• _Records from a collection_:
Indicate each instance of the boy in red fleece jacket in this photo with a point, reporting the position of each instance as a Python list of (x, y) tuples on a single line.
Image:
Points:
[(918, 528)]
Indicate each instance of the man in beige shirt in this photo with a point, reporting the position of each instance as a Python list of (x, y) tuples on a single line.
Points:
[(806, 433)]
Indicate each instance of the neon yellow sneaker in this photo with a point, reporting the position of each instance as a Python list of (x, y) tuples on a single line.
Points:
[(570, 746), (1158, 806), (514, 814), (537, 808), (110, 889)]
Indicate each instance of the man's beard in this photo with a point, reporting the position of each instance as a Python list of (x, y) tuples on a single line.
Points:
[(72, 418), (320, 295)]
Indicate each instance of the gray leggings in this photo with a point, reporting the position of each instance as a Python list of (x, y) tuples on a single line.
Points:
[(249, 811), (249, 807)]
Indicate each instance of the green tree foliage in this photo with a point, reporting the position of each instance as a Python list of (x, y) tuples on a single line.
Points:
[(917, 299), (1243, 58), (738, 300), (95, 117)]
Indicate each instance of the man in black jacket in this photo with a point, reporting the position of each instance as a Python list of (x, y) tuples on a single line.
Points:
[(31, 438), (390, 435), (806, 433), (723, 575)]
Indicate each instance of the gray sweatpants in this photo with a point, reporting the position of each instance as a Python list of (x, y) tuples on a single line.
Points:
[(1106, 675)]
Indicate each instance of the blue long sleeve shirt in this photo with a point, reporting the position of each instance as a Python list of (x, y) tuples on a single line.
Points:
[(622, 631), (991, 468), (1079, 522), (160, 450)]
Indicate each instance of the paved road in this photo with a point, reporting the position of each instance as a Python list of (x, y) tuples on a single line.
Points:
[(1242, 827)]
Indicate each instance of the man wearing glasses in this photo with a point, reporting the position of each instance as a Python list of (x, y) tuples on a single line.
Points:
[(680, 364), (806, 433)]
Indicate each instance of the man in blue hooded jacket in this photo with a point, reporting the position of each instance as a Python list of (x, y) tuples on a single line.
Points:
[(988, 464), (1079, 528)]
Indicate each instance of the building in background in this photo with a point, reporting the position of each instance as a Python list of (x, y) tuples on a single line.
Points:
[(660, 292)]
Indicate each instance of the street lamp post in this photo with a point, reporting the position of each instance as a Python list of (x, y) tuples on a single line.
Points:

• _Problem details_:
Copy the records from the start through the line containing "[(249, 811), (249, 807)]", switching "neon yellow" to "bright yellow" and leaving every other part untouched.

• _Written response_:
Indicate each instance of the boy in red fleece jacket in this photo with a point, reporting the position of each instance as a Python list of (x, y) tuples on a single line.
Image:
Points:
[(918, 528)]
Indicate each instance of the man in beige shirt in this photo with a point, reporting the position of each instance as a Python list of (x, y) tuples on a single line.
Points:
[(806, 433)]
Indicate each instance of the bright yellow sneaker in this photo with a point, reporting the position of each instance as a Python list of (x, y) tuples on a single line.
Points:
[(570, 746), (1158, 806), (514, 814), (537, 808), (110, 889)]
Indicate each instance of the man's beard in this photo with a point, reporting the position of each instance as a Python list of (x, y) tuples on a single line.
Points:
[(72, 418), (320, 295)]
Indicate each instance of the gray leggings in this photo with a point, reporting the position of each instance as a Python list of (x, y) tuples on a single line.
Points:
[(249, 811), (249, 807)]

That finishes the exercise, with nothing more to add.